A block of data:

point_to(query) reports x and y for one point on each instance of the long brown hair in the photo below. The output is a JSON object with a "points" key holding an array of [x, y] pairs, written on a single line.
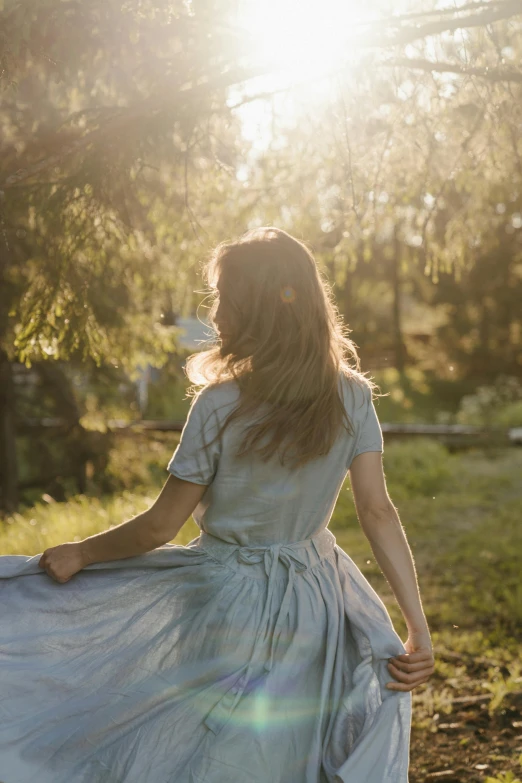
{"points": [[286, 345]]}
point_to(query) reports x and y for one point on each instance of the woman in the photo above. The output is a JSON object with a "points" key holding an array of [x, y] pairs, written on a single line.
{"points": [[258, 652]]}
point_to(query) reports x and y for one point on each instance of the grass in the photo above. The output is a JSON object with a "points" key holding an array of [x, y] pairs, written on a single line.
{"points": [[462, 517]]}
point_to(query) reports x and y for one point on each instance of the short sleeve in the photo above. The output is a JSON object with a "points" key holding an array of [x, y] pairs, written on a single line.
{"points": [[370, 433], [196, 458]]}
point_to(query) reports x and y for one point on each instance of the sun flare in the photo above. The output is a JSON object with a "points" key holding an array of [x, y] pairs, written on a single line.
{"points": [[302, 38]]}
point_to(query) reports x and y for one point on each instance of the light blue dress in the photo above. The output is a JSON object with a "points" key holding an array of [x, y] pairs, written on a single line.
{"points": [[255, 654]]}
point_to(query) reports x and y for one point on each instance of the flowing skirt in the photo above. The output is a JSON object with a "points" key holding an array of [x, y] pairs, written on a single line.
{"points": [[209, 663]]}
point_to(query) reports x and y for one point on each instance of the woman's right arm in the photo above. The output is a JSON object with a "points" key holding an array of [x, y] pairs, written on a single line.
{"points": [[381, 524]]}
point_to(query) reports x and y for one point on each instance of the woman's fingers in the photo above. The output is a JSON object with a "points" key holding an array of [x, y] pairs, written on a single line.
{"points": [[410, 670], [411, 667], [420, 655]]}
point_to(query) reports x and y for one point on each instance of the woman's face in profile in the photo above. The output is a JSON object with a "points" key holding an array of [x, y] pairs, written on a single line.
{"points": [[220, 319]]}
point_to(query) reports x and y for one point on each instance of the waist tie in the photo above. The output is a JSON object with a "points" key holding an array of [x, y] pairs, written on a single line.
{"points": [[296, 559]]}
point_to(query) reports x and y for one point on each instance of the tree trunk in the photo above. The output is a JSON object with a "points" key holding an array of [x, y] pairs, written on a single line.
{"points": [[400, 357], [9, 497]]}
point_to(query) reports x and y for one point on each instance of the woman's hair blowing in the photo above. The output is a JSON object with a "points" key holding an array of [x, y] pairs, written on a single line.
{"points": [[286, 345]]}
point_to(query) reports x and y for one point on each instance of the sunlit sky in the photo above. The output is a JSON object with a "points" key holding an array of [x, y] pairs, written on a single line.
{"points": [[298, 42], [303, 43], [302, 37]]}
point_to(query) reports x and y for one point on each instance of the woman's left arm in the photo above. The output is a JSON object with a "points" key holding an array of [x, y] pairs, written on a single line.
{"points": [[144, 532]]}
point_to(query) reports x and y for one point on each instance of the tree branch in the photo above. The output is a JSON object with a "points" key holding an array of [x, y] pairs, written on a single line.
{"points": [[490, 74]]}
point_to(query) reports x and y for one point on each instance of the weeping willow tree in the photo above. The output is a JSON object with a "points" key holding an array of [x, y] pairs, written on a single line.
{"points": [[118, 155]]}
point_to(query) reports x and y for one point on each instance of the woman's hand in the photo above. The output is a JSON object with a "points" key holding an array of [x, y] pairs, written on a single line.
{"points": [[414, 668], [63, 561]]}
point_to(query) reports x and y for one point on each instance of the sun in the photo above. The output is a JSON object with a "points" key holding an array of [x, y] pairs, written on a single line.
{"points": [[302, 38]]}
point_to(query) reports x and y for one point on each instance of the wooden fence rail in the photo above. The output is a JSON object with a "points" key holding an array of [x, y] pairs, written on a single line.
{"points": [[453, 434]]}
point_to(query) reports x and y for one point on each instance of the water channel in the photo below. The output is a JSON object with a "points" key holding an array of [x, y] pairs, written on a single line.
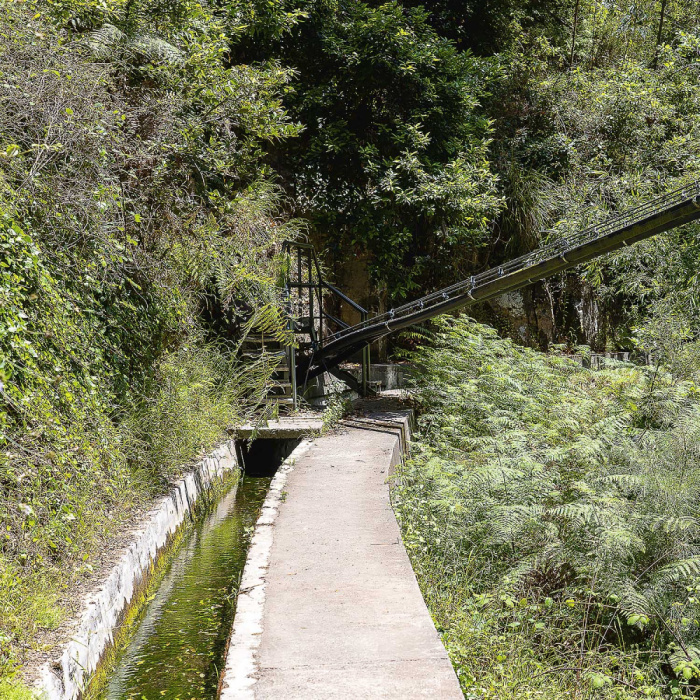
{"points": [[178, 648]]}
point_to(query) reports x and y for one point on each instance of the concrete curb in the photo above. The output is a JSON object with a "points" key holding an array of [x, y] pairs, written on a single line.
{"points": [[65, 679], [241, 665]]}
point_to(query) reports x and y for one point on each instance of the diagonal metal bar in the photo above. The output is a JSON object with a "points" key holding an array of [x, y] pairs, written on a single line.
{"points": [[651, 218]]}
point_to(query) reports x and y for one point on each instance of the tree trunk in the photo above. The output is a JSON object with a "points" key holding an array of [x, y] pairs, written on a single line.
{"points": [[659, 35], [573, 34]]}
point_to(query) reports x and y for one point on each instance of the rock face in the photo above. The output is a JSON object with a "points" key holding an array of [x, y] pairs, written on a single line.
{"points": [[553, 311]]}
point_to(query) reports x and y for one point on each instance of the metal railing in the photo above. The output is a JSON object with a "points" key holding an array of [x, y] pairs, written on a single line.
{"points": [[561, 247], [309, 287]]}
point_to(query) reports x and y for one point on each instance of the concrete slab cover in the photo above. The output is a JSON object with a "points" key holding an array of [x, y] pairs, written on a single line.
{"points": [[340, 611]]}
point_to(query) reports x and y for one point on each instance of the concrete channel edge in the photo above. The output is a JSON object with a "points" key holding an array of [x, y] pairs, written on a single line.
{"points": [[240, 668], [66, 678]]}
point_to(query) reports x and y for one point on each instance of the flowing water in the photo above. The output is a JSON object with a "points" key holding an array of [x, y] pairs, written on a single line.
{"points": [[178, 649]]}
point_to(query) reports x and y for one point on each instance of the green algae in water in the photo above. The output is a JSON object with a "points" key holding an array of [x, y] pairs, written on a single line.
{"points": [[178, 648]]}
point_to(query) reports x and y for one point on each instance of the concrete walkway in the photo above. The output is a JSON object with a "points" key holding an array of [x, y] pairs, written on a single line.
{"points": [[341, 615]]}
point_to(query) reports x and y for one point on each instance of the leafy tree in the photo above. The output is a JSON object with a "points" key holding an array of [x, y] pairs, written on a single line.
{"points": [[392, 160]]}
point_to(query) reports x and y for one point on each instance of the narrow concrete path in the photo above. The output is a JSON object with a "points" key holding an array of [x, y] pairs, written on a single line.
{"points": [[342, 615]]}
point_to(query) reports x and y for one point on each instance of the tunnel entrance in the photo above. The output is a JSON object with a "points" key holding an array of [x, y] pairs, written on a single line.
{"points": [[261, 458]]}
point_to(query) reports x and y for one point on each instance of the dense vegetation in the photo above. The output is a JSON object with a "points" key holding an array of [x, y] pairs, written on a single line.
{"points": [[137, 233], [153, 155], [552, 516]]}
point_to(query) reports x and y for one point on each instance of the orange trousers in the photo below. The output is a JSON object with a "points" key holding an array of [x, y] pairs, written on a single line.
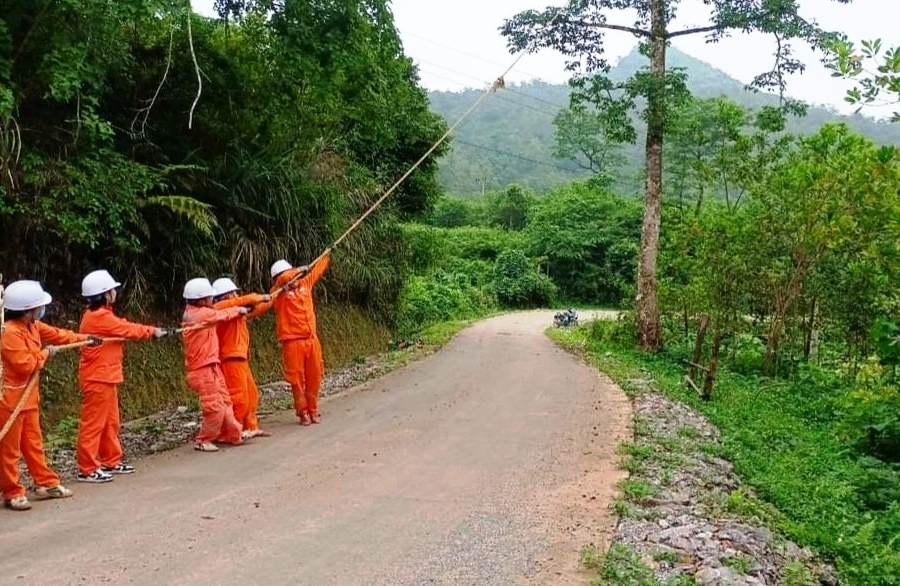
{"points": [[303, 369], [218, 422], [24, 440], [98, 431], [243, 391]]}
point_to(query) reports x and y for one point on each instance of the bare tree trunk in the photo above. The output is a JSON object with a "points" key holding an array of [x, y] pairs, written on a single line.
{"points": [[698, 345], [810, 332], [713, 364], [649, 331]]}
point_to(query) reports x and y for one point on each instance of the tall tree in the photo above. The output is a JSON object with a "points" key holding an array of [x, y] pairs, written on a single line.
{"points": [[578, 30], [874, 68]]}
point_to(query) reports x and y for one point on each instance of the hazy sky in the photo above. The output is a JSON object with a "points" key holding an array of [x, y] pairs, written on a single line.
{"points": [[456, 43]]}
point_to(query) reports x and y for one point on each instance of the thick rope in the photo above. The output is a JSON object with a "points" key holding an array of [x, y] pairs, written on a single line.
{"points": [[29, 387]]}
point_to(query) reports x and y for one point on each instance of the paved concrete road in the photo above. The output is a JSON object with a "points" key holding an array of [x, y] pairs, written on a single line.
{"points": [[490, 462]]}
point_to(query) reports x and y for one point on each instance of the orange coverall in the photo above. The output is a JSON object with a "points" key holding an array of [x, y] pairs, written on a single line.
{"points": [[295, 319], [234, 351], [23, 356], [99, 375], [204, 374]]}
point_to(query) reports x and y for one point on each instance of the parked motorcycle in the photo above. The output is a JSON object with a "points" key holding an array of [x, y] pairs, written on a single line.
{"points": [[565, 319]]}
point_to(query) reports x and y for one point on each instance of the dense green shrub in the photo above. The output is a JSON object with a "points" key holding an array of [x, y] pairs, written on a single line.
{"points": [[441, 296], [589, 239], [519, 283]]}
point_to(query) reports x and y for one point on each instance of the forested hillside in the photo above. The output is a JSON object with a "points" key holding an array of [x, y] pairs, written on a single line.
{"points": [[162, 145], [511, 138]]}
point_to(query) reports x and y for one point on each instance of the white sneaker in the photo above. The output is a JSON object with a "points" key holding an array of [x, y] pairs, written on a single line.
{"points": [[97, 477]]}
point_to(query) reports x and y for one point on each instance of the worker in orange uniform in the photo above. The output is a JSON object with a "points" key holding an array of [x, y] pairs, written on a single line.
{"points": [[24, 305], [234, 351], [204, 371], [295, 319], [98, 450]]}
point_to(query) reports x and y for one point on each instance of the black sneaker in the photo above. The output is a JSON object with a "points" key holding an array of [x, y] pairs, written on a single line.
{"points": [[97, 477]]}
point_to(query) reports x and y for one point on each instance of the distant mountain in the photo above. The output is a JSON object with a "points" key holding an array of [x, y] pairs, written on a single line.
{"points": [[510, 137]]}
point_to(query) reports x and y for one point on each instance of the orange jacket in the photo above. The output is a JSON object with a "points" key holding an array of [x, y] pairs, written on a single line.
{"points": [[234, 335], [201, 347], [103, 364], [295, 313], [23, 356]]}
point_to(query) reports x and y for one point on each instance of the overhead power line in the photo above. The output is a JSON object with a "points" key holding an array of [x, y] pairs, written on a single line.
{"points": [[482, 81], [517, 156], [460, 51], [504, 98]]}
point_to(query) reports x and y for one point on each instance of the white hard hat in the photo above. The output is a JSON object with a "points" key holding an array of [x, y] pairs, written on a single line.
{"points": [[279, 267], [97, 283], [198, 288], [224, 285], [24, 296]]}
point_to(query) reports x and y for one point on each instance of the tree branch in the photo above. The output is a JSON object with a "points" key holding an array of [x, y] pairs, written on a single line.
{"points": [[196, 68], [625, 29], [694, 31]]}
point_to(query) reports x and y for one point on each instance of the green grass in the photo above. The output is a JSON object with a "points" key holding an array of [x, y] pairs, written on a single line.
{"points": [[783, 441]]}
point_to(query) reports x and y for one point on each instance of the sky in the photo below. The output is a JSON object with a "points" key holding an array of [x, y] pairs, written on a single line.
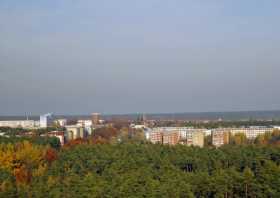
{"points": [[150, 56]]}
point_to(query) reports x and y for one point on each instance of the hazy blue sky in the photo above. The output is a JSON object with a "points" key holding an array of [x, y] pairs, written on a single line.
{"points": [[121, 56]]}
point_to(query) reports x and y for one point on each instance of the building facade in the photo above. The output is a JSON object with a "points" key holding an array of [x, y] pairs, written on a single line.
{"points": [[46, 120]]}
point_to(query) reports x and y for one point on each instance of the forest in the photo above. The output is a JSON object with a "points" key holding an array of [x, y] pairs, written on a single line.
{"points": [[137, 169]]}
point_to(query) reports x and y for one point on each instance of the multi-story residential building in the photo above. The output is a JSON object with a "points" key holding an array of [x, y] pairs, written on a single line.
{"points": [[95, 117], [87, 125], [170, 137], [46, 120], [74, 132], [194, 138], [252, 132], [29, 124], [58, 134], [220, 137], [61, 122], [155, 136]]}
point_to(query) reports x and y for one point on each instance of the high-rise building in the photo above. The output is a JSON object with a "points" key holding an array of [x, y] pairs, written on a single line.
{"points": [[220, 137], [95, 117], [46, 120], [171, 137], [74, 132], [194, 137]]}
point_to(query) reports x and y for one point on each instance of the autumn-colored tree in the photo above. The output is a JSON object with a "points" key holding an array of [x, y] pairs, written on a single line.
{"points": [[22, 160]]}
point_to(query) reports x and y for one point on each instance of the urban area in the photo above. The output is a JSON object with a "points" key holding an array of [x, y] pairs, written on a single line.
{"points": [[154, 131]]}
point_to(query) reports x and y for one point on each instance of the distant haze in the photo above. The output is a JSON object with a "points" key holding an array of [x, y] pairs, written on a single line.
{"points": [[78, 57]]}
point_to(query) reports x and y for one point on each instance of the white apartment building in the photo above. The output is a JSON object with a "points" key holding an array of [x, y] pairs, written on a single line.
{"points": [[46, 120], [74, 132], [29, 124]]}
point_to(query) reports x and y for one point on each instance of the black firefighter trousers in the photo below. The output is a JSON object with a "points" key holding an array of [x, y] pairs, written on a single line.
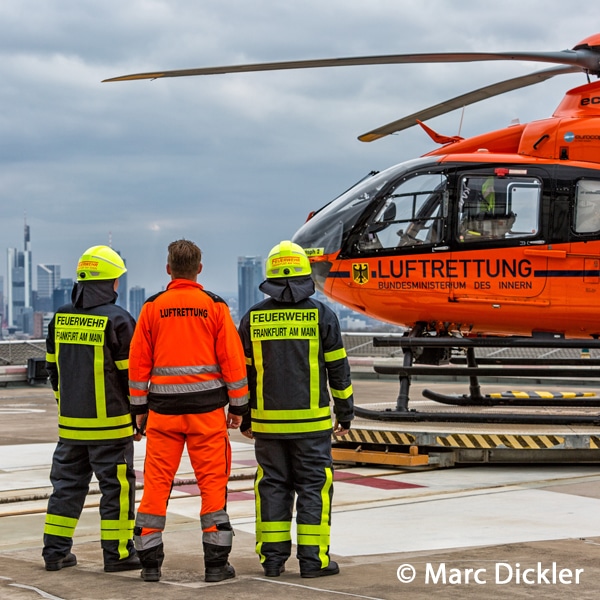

→ EXERCISE DIRECTIONS
List every line of the material above that contains the word "curb", treating uppercase and lowercase letters as different.

→ FULL ANSWER
point_to(query) reports x and y for one point on each instance of the concrete curb in the photo above. The output is a JSON object with a "points" key holding an array of [x, y] pairs, written on a single line.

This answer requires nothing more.